* What is expected
In the forum post below, rewrite the passage from "Here's a perl" to "questions about it." with "856 tags" changed to "MARC fields".

* Excerpted text
--

Mary,

Here's a perl script I used to make some changes to 856 tags in our system. You might be able to use it as a model for what you're trying to do. Let me know if I can answer any questions about it.

J

***

#!/usr/bin/perl

use strict;
use DBI;
use Config::IniFiles;
use MARC::Record;
use MARC::File::XML;
use LWP::UserAgent;

my $cfg = Config::IniFiles->new( -file => "/usr/local/vufind/web/conf/Evergreen-production.ini" );
my $port = $cfg->val( 'Catalog', 'port' );
my $hostname = $cfg->val( 'Catalog', 'hostname' );
my $database = $cfg->val( 'Catalog', 'database' );
my $username = $cfg->val( 'Catalog', 'user' );
my $password = $cfg->val( 'Catalog', 'password' );

my $dsn = "dbi:Pg:dbname=$database;host=$hostname;port=$port";
my $dbh = DBI->connect($dsn, $username, $password, {AutoCommit => 0, RaiseError => 0, PrintError => 0});
die("Could not connect to database!") unless $dbh;

$/ = "\035";
$| = 1;

my $total = 0;
my $updated = 0;
my $errors = 0;

my @ids = ();

my $sql = "
    SELECT record_entry.id
    FROM biblio.record_entry
    WHERE record_entry.deleted IS FALSE
    AND record_entry.active IS TRUE
    ";

print "$sql\n";

my $sth = $dbh->prepare($sql);
$sth->execute;
my $rv = $sth->err;
die($sth->errstr) if $rv;

while ( my $id = $sth->fetchrow ) {
    push @ids, $id;
}

$sth->finish;

LOOP: while ( my $record_id = pop @ids ) {

    $total++;

    my $sql2 = "

--

* Supplied data
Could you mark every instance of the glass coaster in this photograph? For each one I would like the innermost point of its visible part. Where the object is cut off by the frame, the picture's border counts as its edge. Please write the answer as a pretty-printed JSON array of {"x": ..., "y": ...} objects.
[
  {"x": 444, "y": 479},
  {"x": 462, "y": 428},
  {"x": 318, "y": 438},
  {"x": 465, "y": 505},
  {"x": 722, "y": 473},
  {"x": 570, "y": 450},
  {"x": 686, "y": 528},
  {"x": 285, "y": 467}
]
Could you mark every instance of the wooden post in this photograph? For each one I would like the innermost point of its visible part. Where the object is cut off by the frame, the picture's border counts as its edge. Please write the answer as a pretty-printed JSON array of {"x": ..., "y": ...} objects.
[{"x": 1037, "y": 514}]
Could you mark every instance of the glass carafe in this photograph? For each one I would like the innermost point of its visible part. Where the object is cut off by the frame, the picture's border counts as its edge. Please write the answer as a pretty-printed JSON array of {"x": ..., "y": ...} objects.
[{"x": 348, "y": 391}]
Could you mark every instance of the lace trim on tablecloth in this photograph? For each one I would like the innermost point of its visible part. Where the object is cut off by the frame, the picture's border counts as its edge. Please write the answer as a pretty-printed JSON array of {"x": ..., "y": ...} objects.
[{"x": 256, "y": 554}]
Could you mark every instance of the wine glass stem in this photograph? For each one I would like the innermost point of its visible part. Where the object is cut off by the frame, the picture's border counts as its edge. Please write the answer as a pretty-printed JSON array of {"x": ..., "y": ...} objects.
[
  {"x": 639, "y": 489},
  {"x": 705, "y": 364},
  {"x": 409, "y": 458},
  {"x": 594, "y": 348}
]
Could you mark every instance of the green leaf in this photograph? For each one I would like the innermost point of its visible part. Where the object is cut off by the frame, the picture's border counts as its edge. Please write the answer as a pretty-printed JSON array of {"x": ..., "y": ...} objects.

--

* Answer to this problem
Here's a perl script I used to make some changes to MARC fields in our system. You might be able to use it as a model for what you're trying to do. Let me know if I can answer any questions about it.